Provided text:
"""

Just a little thought… Would you like to go through this burden to write a query? “Syntactical sugar” might have some bad connotation to some, but it can be oh so sweet baby!

Bind in disguise

Fans of “monads”, a term from category theory that has yielded great results in the domain of functional programming as a way to make side-effects explicit through the type system (e.g. the IO monad in Haskell), will recognize SelectMany’s (limited) signature to match the one of bind:

IEnumerable<TResult> SelectMany<TSource, TResult>(
this IEnumerable<TSource> source,
Func<TSource, IEnumerable<TResult>> collectionSelector)

corresponds to:

(>>=) :: M x –> (x –> M y) –> M y

Which is Haskell’s bind operator. For those familiar with Haskell, the “do” notation – that allows the visual illusion of embedding semi-colon curly brace style of “imperative programming” in Haskell code – is syntactical sugar on top of this operator, defined (recursively) as follows:

do { e }            = e
do { e; s } = e >>= \_ –> do { s }
do { x <- e; s } = e >>= (\x –> do { s })

"""

(Records extracted)
"""

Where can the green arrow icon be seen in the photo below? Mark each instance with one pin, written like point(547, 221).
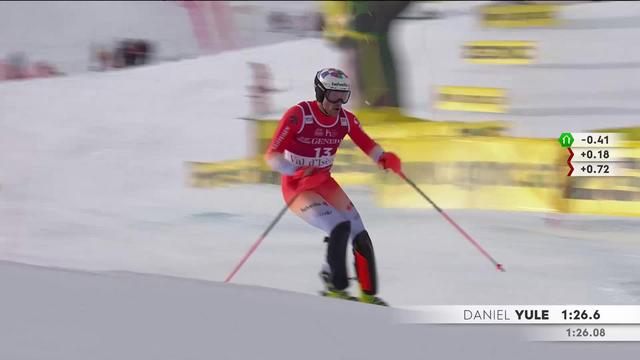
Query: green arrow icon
point(566, 139)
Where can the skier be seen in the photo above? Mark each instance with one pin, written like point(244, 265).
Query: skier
point(302, 150)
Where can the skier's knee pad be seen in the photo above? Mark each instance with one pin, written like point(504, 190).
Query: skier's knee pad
point(365, 263)
point(337, 254)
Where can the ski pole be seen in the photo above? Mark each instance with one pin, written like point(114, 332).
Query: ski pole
point(257, 243)
point(444, 214)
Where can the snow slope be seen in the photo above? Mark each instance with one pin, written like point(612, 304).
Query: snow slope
point(92, 179)
point(65, 315)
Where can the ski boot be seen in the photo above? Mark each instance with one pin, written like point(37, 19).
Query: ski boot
point(372, 299)
point(330, 291)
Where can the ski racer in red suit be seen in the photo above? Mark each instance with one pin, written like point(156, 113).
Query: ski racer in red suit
point(302, 150)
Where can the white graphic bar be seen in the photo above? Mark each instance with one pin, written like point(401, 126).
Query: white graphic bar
point(522, 314)
point(597, 140)
point(585, 333)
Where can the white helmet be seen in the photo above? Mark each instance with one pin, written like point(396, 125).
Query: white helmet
point(331, 79)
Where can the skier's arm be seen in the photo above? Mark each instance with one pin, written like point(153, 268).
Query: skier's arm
point(386, 160)
point(289, 125)
point(363, 141)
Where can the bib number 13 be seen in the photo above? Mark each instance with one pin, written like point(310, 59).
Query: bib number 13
point(327, 151)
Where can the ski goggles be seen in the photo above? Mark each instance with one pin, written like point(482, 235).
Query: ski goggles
point(334, 96)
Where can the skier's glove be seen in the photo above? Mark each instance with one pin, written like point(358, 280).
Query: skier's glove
point(390, 161)
point(312, 181)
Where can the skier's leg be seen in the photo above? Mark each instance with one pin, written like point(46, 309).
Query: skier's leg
point(365, 263)
point(313, 209)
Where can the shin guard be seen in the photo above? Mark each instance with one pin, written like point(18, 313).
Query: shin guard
point(365, 263)
point(337, 255)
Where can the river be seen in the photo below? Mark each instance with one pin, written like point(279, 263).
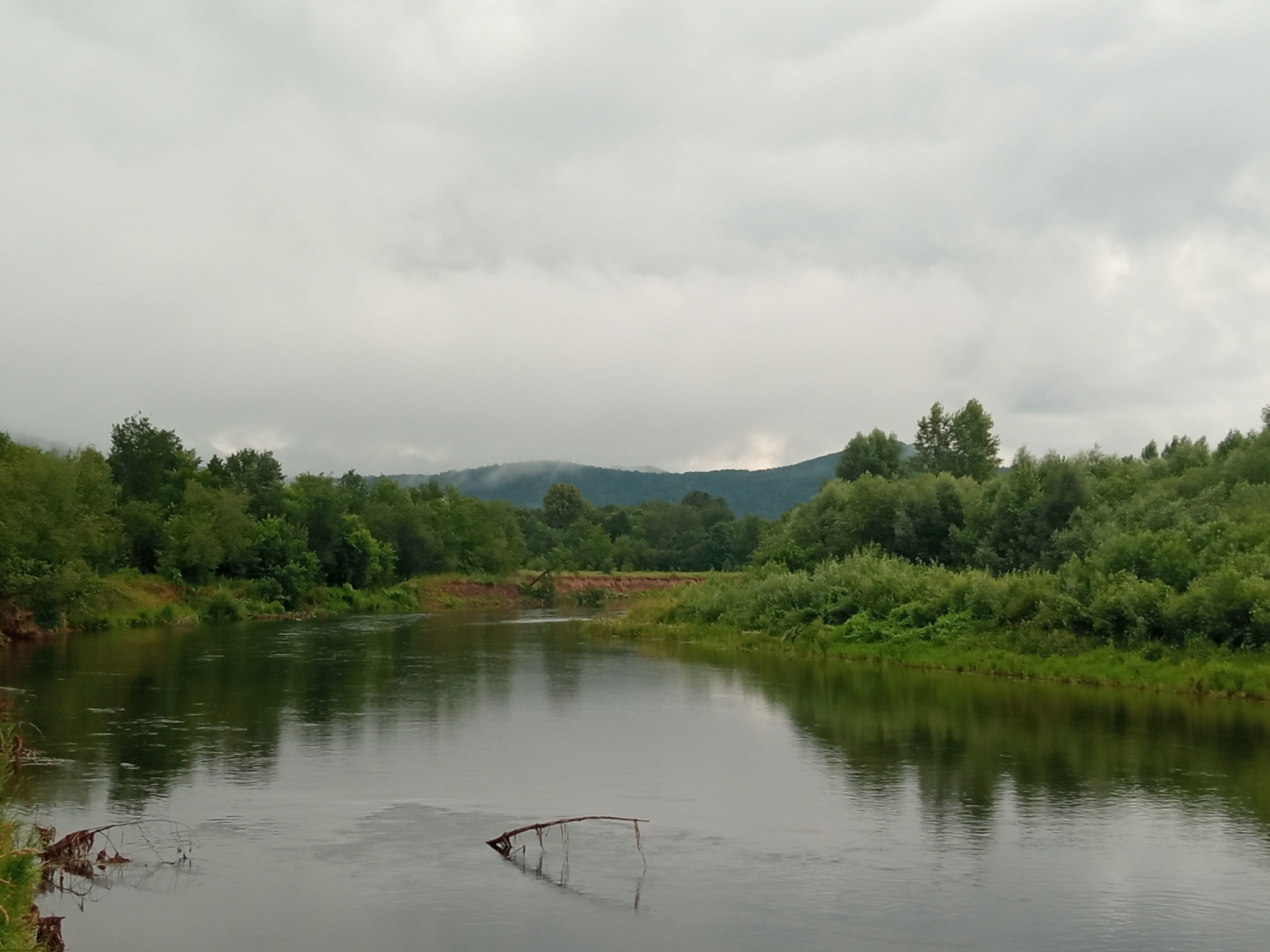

"""

Task instructions:
1. Edit the excerpt on monads by giving everything from "Just a little" down to "Func<TSource, IEnumerable<TResult>> collectionSelector)" again, with "SelectMany" replaced by "FlatMap".
2. Rewrite everything in the rows from the start down to the line containing "point(337, 254)" as a Markdown table with columns n and Line, numbering each line and skipping blank lines. Leave the pictures out.
The rows above have no connection to the excerpt on monads.

Worked answers:
1.
Just a little thought… Would you like to go through this burden to write a query? “Syntactical sugar” might have some bad connotation to some, but it can be oh so sweet baby!

Bind in disguise

Fans of “monads”, a term from category theory that has yielded great results in the domain of functional programming as a way to make side-effects explicit through the type system (e.g. the IO monad in Haskell), will recognize FlatMap’s (limited) signature to match the one of bind:

IEnumerable<TResult> FlatMap<TSource, TResult>(
this IEnumerable<TSource> source,
Func<TSource, IEnumerable<TResult>> collectionSelector)

2.
| n | Line |
|---|---|
| 1 | Where can the green arrow icon be seen in the photo below? Mark each instance with one pin, written like point(547, 221). |
| 2 | Query: green arrow icon |
| 3 | point(566, 139) |
| 4 | Where can the skier be seen in the photo above? Mark each instance with one pin, written like point(244, 265). |
| 5 | Query: skier |
| 6 | point(302, 150) |
| 7 | Where can the skier's knee pad be seen in the photo above? Mark each instance with one pin, written like point(504, 190). |
| 8 | Query: skier's knee pad |
| 9 | point(365, 263) |
| 10 | point(337, 254) |